__STATED GOAL 1__
Write out the passage of the blockchain discussion excerpt below, starting at "I don't see" and ending at "the average user?".
__STATED GOAL 2__
Summarize the blockchain discussion excerpt below in two sentences.
__STATED GOAL 3__
In the blockchain discussion excerpt below, which decentralized distributed storage projects are named?

__SELECTED EXCERPT__
I'm not very well-versed in computational power requirements on this scale,
but it doesn't sound at all infeasible that a nation state (or a couple in
unison) could setup a "51% attack", thus reducing the social form of control
back to only the computational one. And if anything, that threat is only going
to become worse with ever-increasing computational capability, advent of
quantum computers at some point, etc. Nations (and other _huge_ players) have
the resources to tap into all that new power, while the individuals ideally
making up the bulk of a blockchain's computing power would most probably not,
at least not in big enough scale.

I don't see how that could be prevented, and that leaves me somewhat confused
on why the blockchain is advertised as "immutable" as it is.

------
shea256
> Today there’s a lot of work going into decentralized distributed storage
> keyed on blockchain indexes; Storj, Sia, Blockstack, et al. This is amazing,
> groundbreaking work… but why would an ordinary person, one already
> comfortable with Box or Dropbox, switch over to Storj or Blockstack? The
> centralized solution works just fine for them, and, because it’s
> centralized, they know who to call if something goes wrong. Blockstack in
> particular is more than “just” storage … but what compelling pain point is
> it solving for the average user?

__DATA PROVIDED__
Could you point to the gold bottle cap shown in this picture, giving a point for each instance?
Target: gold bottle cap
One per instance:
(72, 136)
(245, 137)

__FINAL ANSWER 1__
I don't see how that could be prevented, and that leaves me somewhat confused
on why the blockchain is advertised as "immutable" as it is.

------
shea256
> Today there’s a lot of work going into decentralized distributed storage
> keyed on blockchain indexes; Storj, Sia, Blockstack, et al. This is amazing,
> groundbreaking work… but why would an ordinary person, one already
> comfortable with Box or Dropbox, switch over to Storj or Blockstack? The
> centralized solution works just fine for them, and, because it’s
> centralized, they know who to call if something goes wrong. Blockstack in
> particular is more than “just” storage … but what compelling pain point is
> it solving for the average user?

__FINAL ANSWER 2__
The first part argues that a nation state, or several acting together, could plausibly mount a "51% attack," a threat expected to worsen as computational capability grows, and it questions why the blockchain is advertised as "immutable." A quoted passage that follows calls decentralized storage keyed on blockchain indexes groundbreaking work but asks why an ordinary person already comfortable with Box or Dropbox would switch to Storj or Blockstack.

__FINAL ANSWER 3__
Storj, Sia, and Blockstack.